### Data shown
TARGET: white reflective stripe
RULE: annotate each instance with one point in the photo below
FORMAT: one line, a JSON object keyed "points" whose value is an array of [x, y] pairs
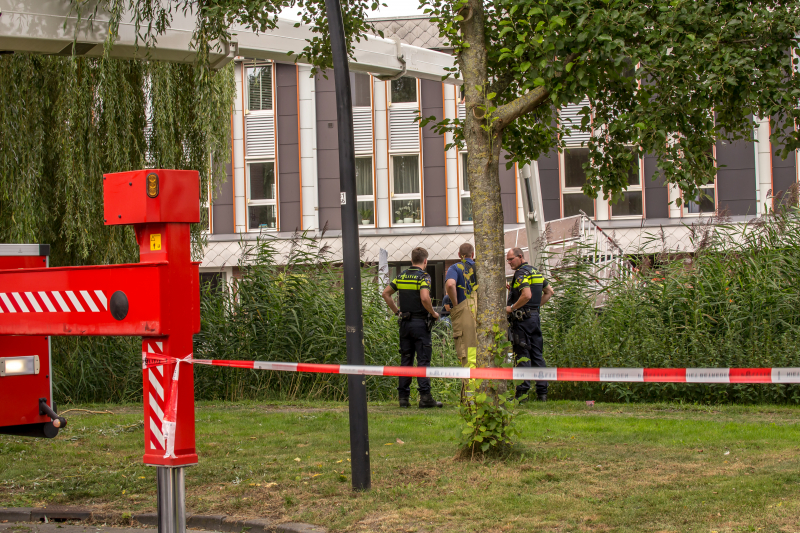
{"points": [[539, 373], [75, 302], [20, 301], [786, 375], [156, 409], [11, 308], [707, 375], [444, 372], [361, 370], [88, 299], [47, 302], [156, 385], [264, 365], [102, 298], [61, 302], [34, 303], [155, 430], [621, 374]]}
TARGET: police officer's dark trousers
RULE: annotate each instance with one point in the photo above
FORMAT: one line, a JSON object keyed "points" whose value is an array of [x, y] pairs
{"points": [[528, 342], [415, 339]]}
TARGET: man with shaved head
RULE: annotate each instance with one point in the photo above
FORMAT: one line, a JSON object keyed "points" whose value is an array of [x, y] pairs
{"points": [[528, 291]]}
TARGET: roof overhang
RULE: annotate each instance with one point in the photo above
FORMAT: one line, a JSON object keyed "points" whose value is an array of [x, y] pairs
{"points": [[50, 27]]}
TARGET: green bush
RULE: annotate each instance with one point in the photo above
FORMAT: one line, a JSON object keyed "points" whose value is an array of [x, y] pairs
{"points": [[733, 303], [291, 313]]}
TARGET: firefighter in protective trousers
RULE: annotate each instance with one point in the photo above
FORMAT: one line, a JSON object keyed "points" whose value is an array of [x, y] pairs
{"points": [[528, 291], [417, 317]]}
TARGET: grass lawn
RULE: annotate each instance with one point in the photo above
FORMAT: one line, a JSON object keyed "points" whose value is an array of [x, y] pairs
{"points": [[611, 467]]}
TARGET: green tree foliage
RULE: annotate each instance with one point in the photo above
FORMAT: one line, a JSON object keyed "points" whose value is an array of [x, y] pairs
{"points": [[67, 121], [733, 304]]}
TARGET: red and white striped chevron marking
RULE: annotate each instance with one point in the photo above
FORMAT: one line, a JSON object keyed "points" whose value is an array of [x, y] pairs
######
### Exercise brief
Copy every one of the items above word for word, leaving out the picture.

### Completed exercise
TARGET: white reflective stripe
RULE: annotate each instance with one point in the photo below
FORMAT: one line, a JSON object keyed "points" whose value is an array of [x, y] pairs
{"points": [[539, 373], [75, 302], [20, 301], [786, 375], [156, 409], [11, 308], [707, 375], [444, 372], [361, 370], [88, 299], [47, 302], [156, 385], [264, 365], [102, 298], [61, 302], [34, 303], [155, 430], [621, 374]]}
TARGET: police officer's dark trousers
RULE: annotate each instance with one point in the photo above
FORMAT: one line, a JSON object keyed "points" whose value is an array of [x, y] pairs
{"points": [[528, 342], [415, 339]]}
TARGET: man with shaved head
RULE: annotate each instance with one point in the photo above
FORMAT: one line, a JSON object keyed "points" whose value is an array of [x, y] pairs
{"points": [[528, 291]]}
TARGET: roof overhang
RULE: annotate each instance with one point in the photo above
FORMAT: one line, a JSON object keyed "points" whose value is an array of [x, y] pairs
{"points": [[50, 27]]}
TARGET: green bush
RULE: annotate each instance with one point in the photo above
FORMAT: one line, a JSON object keyed "points" whose value is an array of [x, y] pairs
{"points": [[733, 303], [291, 313]]}
TARGET: firefighter in protective trousers
RULE: annotate each instance with one point in the photo above
FORMAT: one line, a JSON object keyed "points" whose value is an array of [x, y] pairs
{"points": [[528, 291], [417, 317]]}
TARGET: grass lawn
RULE: annotate each instance with one point in the photo above
FORMAT: one line, a JSON object keyed "points" whose value is an array of [x, y] pairs
{"points": [[611, 467]]}
TARGET: green tree foliage
RULE: annotate each instance with one point in the photo above
FORMAT: one line, a JSON object keyed "points" whose value is an array of [x, y] pairs
{"points": [[67, 121], [733, 304]]}
TARGET: red and white striped chevron marking
RULE: annotate each instance with one point in the photo above
FORMAT: one line, a JSON object keyed "points" whose value is an array of [x, y] pairs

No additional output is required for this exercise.